● **SELECTED TEXT**:
******
Hack 41 Log URLs People Mention

Logging URLs on IRC is useful in case you need to refer to them later on. Learn an unusual and interesting way to do it with a shell script on Linux/Unix.

Often, useful URLs are mentioned on a channel, and you cannot visit them straightaway but would like to check them out later. Perhaps you remember someone mentioning the URL of a really cool page containing various useful IRC hacks, but you just cannot remember it. Or maybe you just hate the constant cutting and pasting of URLs that your friends keep posting.

In this hack, you will look at a simple IRC client that will be absolutely passive—it will just sit in your channel, silently noting down the URLs passing by. Because such a task would be too simple in a language like Perl, let's show at the same time that you can make useful IRC hacks in a pure shell script!

6.3.1 The Code

The trivial solution would be to have an input block, emitting just a few commands required to negotiate the connection and join the channel. This block would be piped to netcat, with netcat's output then redirected to another block, munching the server's lines and selecting the PRIVMSG messages that contain a URL.

But the world is never this simple. This architecture has a fatal problem that means you cannot send any commands to the server later. The basic flaw is the inability to reply to PINGs from the server, which means that the server will decide the connection is dead and close it unexpectedly. You could, of course, cheat it by showing some periodic activity. However, what if you want to make some more elaborate interface available, like being able to join more channels on request? Or handle various errors properly?

You should ideally remove this limitation and somehow connect the input and output blocks. But how can one do that? Try thinking about it and see if your ideas work as you expected.
******
● **EXTRACTED MATERIAL**:
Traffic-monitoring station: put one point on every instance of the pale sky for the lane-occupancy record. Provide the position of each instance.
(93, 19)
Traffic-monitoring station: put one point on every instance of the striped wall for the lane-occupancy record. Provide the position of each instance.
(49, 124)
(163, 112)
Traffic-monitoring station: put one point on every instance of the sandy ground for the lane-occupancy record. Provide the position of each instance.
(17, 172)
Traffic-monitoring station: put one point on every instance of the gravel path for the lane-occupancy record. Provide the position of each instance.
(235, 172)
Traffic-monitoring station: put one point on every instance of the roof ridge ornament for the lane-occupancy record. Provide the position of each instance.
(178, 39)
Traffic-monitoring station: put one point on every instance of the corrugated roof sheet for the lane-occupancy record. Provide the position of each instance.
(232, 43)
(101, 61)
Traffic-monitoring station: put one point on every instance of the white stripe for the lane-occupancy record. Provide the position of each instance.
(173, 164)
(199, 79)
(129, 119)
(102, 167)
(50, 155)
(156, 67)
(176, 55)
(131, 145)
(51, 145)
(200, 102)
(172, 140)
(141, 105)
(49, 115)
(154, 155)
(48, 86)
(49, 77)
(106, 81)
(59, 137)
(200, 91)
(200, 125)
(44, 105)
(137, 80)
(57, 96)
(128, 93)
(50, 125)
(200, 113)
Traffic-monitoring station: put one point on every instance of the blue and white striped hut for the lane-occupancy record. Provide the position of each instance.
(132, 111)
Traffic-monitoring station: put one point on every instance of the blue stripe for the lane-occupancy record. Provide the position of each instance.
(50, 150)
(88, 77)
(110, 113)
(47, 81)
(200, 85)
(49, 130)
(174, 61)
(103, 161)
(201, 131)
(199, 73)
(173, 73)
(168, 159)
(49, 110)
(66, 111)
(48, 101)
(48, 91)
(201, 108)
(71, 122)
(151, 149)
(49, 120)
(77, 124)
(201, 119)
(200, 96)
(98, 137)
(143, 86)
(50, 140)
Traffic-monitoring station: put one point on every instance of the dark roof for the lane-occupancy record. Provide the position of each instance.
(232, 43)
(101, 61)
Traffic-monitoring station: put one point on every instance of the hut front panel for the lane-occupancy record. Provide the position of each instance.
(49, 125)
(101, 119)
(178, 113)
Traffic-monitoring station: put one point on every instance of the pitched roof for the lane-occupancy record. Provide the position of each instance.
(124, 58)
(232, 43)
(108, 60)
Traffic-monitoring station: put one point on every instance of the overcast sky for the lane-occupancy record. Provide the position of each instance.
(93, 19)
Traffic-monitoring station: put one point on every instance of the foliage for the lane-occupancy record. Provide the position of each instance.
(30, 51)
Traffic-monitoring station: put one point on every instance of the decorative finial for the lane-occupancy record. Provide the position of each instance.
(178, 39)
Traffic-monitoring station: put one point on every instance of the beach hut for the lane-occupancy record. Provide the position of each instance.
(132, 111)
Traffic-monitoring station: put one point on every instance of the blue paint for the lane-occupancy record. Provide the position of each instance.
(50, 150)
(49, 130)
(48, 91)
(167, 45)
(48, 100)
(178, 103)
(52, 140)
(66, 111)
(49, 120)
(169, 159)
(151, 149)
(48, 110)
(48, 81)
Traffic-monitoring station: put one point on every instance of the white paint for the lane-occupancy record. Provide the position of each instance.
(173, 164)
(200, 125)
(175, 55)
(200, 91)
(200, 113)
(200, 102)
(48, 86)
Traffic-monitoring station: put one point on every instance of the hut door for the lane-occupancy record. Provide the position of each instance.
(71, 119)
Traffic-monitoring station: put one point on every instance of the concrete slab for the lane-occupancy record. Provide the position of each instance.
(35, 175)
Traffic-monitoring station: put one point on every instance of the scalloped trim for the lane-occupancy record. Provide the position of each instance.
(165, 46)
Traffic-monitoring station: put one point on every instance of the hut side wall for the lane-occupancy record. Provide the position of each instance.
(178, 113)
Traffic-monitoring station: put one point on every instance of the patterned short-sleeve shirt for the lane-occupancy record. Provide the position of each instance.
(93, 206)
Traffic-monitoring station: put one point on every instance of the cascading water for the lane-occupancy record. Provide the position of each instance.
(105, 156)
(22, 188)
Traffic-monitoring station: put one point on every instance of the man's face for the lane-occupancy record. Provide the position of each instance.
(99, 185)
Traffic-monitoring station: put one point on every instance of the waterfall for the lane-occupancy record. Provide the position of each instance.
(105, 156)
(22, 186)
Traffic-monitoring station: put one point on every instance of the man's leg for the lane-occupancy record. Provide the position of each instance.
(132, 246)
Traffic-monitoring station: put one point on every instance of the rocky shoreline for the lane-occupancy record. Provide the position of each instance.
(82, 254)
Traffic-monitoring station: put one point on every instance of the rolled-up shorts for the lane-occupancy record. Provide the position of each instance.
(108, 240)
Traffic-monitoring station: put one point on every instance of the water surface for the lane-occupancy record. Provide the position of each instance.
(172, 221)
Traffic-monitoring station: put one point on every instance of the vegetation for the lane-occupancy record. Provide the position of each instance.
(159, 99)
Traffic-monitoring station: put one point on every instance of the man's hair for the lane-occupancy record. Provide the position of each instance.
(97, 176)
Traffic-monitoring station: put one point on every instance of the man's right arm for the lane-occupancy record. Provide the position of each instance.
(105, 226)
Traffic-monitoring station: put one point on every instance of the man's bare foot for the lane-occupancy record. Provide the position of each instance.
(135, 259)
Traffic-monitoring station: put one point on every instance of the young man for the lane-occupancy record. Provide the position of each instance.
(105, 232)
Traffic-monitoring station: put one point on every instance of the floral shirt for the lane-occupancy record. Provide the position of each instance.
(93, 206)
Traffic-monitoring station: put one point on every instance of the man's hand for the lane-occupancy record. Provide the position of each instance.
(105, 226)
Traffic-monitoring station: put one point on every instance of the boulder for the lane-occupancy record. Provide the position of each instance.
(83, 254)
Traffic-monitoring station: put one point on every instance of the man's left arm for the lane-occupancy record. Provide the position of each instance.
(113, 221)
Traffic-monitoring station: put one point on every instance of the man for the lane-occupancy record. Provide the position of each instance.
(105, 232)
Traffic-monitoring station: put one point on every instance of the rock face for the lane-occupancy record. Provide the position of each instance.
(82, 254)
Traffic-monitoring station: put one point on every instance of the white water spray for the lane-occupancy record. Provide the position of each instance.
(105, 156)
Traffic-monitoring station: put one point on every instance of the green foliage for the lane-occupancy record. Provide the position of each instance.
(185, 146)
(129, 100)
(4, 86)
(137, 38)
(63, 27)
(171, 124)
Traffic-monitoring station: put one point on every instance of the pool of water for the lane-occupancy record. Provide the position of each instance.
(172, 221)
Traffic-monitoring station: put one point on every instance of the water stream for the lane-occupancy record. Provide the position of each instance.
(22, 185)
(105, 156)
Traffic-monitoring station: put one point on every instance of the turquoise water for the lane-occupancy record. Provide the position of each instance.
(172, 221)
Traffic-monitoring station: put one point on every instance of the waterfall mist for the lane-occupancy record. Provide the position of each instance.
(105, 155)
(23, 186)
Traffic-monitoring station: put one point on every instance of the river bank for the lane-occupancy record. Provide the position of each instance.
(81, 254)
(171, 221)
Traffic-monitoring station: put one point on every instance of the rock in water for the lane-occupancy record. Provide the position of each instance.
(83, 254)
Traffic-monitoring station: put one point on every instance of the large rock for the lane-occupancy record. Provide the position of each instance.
******
● **WRITTEN TASK 1**:
Extract the passage of the IRC URL-logging hack from "But the world" to "various errors properly?", copying it word for word.
● **WRITTEN TASK 2**:
Extend the IRC URL-logging hack, starting after its final sentence.

● **ANSWER 1**:
But the world is never this simple. This architecture has a fatal problem that means you cannot send any commands to the server later. The basic flaw is the inability to reply to PINGs from the server, which means that the server will decide the connection is dead and close it unexpectedly. You could, of course, cheat it by showing some periodic activity. However, what if you want to make some more elaborate interface available, like being able to join more channels on request? Or handle various errors properly?

● **ANSWER 2**:
The bash shell can do wonderful things with redirections. You can, for example, redirect to or from a special file that triggers some magic inside of bash. One of these files is /dev/tcp/hostname/port, which establishes a TCP connection. You can say, "Whatever, I have my netcat and love it!", but first realize that this way the socket behaves like a file for redirection purposes and that considerably expands our possibilities.

What about the other redirection trick? You need to direct both your input and output to the socket. The answer is using the <> redirection operator, which will open the given (magic) file for both input and output. But it acts upon stdin, so you also need to redirect stdout to stdin with >&0.

In case something goes wrong and you cannot connect, or if the server dies, you should try again. That is easy—the read in the main input while loop fails and it bails out, therefore you must add yet another while loop around the whole block. You should not forget to sleep for some reasonable time between the iterations in case the connection failure is repetitive.

Save the following as urlgrab.sh:

#!/bin/sh

# IRC URL grabber: records all URLs mentioned to a log file.

# This script is public domain.



# Configuration section.

SERVER="irc.freenode.net"

PORT="6667"

NICK="urlspy"

IDENT="urlspy"

IRCNAME="URL Grabber"

CHANNEL="#irchacks" # We can specify multiple channels separated by a comma.

LOGFILE="url.log"



# Try to reconnect in case the connection fails.

while true; do



# Standard input/output of this block is redirected to an IRC connection.

{



# We prepare few raw IRC commands and send them out in advance.  We do not do

# any error checking, therefore if one of the commands fails, the game is over.

echo "USER $IDENT x x :$IRCNAME"

echo "NICK $NICK"

echo "JOIN $CHANNEL"



while read input; do



    # Strip the CRLF at the end of each line.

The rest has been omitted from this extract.